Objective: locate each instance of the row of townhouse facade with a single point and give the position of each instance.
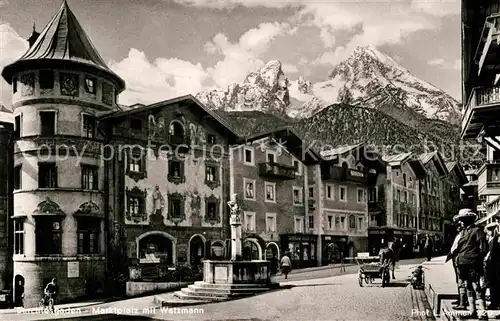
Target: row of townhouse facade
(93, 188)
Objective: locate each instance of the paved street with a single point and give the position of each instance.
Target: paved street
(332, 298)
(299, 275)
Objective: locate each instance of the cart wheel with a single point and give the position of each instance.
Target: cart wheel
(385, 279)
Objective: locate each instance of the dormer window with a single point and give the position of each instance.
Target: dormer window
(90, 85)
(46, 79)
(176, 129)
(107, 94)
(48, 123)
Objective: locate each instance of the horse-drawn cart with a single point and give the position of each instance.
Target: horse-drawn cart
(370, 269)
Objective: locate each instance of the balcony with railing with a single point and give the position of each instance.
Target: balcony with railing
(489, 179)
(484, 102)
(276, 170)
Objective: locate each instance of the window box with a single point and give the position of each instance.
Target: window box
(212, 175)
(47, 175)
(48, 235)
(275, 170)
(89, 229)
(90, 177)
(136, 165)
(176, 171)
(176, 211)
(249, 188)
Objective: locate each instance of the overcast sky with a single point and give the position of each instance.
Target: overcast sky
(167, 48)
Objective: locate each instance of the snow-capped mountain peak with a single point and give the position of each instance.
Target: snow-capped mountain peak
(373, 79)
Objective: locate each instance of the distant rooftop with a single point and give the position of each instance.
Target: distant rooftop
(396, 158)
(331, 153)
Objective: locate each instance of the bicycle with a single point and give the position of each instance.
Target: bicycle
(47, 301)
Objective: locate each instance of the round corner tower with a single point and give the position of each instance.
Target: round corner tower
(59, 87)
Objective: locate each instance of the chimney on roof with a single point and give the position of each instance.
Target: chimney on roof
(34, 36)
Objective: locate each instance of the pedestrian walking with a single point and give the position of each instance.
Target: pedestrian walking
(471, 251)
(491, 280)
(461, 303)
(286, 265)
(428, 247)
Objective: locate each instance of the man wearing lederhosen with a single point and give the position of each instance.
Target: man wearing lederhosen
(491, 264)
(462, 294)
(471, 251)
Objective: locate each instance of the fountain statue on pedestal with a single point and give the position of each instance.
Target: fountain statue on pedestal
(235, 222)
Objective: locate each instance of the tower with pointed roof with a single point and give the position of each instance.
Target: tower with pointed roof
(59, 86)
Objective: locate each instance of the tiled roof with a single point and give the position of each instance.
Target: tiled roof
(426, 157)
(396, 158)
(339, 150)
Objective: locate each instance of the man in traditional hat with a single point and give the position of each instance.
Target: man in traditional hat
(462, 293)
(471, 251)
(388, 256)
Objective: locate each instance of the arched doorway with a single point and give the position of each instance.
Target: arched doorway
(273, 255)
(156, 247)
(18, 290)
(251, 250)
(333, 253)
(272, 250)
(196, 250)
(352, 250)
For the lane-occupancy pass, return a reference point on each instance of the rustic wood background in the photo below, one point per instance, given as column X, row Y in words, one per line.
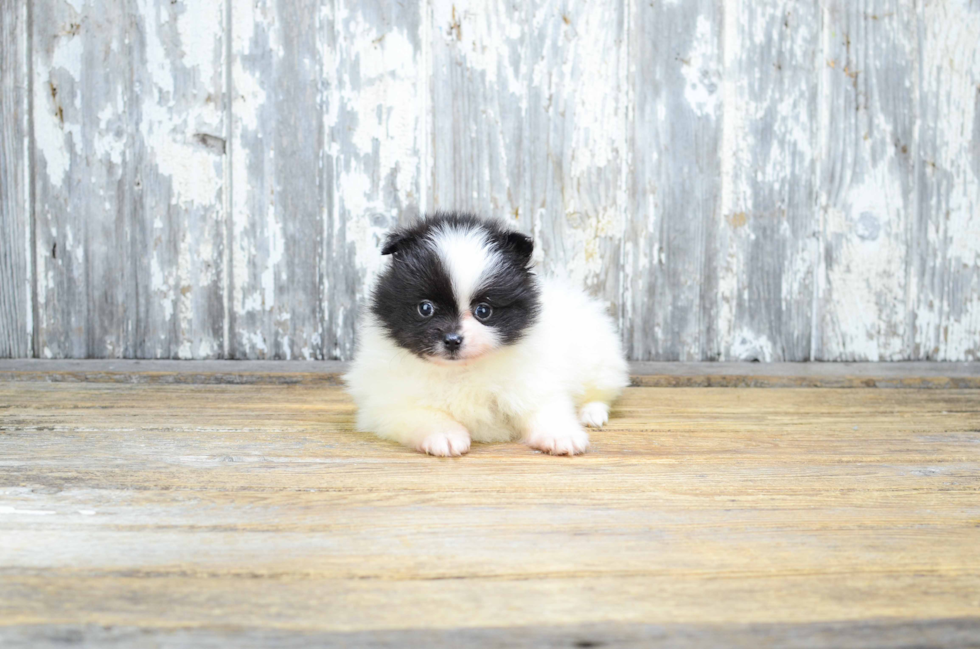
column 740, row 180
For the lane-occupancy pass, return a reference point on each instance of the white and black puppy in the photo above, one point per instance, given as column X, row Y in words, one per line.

####################

* [What to work on] When a picture appears among the entries, skip it; transcribe everything else exactly.

* [Expected answer]
Objective: locate each instance of the row of townhouse facade with a single point and give the position of each instance.
Target: row of townhouse facade
(93, 188)
Objective: locate each instance of the paved street with a single point and give the position of each instance.
Target: paved street
(332, 298)
(299, 275)
Objective: locate each instance of the cart wheel with a single point and give the position of each instance.
Target: cart wheel
(385, 279)
Objective: locate each instance of the dormer window with a single point and give the position of each instance.
Target: dormer window
(90, 85)
(46, 79)
(176, 129)
(107, 94)
(48, 123)
Objective: locate each instance of the horse-drawn cart with a single point and give the position of each instance.
Target: horse-drawn cart
(370, 269)
Objective: locate each instance of the balcony with railing with a single point and give the position of each instance.
Target: balcony with railing
(489, 179)
(484, 102)
(276, 170)
Objective: locate each instance of the window box with a single point and give the position of each instance.
Target: window box
(212, 175)
(47, 175)
(48, 235)
(275, 170)
(89, 229)
(90, 177)
(136, 165)
(176, 171)
(176, 211)
(249, 188)
Objective: locate each instance of the overcast sky with a single point and give the position of each instance.
Target: overcast sky
(167, 48)
Objective: locate each instance of the snow-capped mountain peak with a single point and give the position of each instance.
Target: snow-capped mountain peak
(373, 79)
Objective: locate each instance of the distant rooftop with a single point and give the position of each instance.
Target: distant rooftop
(396, 158)
(331, 153)
Objective: locate each instance of the bicycle with a single point and give the position of each instance.
Target: bicycle
(47, 301)
Objective: locate each instance of the round corner tower with a single point and give the position of each instance.
Target: round corner tower
(59, 87)
Objective: locate each instance of the chimney on roof with a single point and give the position of each instance.
Target: chimney on roof
(34, 36)
Objective: locate each instance of the pedestrian walking with a single point and give the position of each instance.
Target: pedestrian walking
(471, 251)
(491, 280)
(461, 303)
(286, 265)
(428, 247)
Objective: locate each instance of the man wearing lederhosen with a single point and give the position of each instance.
Target: man wearing lederhosen
(491, 264)
(462, 294)
(471, 251)
Objective: locate each instance of the fountain statue on pedestal with a single point and give the position of each instance.
Target: fountain statue on pedestal
(235, 222)
Objective: locate each instance of the tower with pointed roof with a single point and give the position of each instance.
Target: tower with pointed roof
(59, 86)
Objective: locate each instance of the tiled roof with a single point and give the position of each instance.
Target: tiled roof
(426, 157)
(396, 158)
(339, 150)
Objective: locate each instance of the man in traditional hat with a single point and give the position of each instance.
Target: man in traditional hat
(462, 293)
(471, 251)
(388, 256)
Objective: locate each instance of the arched doorway with a single point and give the position of each instance.
Target: arched doorway
(273, 255)
(156, 247)
(18, 290)
(251, 250)
(333, 253)
(272, 250)
(196, 250)
(352, 250)
For the lane-occupancy pass, return a reference point on each instance of the rustic wood background in the photo below, one point per instance, given as column X, row Y in words, one per line.
column 740, row 180
For the lane-occupancy pass, return a reference point on each instance of the white and black puppy in the photo above, one point per instance, given as column X, row Y in words, one per line.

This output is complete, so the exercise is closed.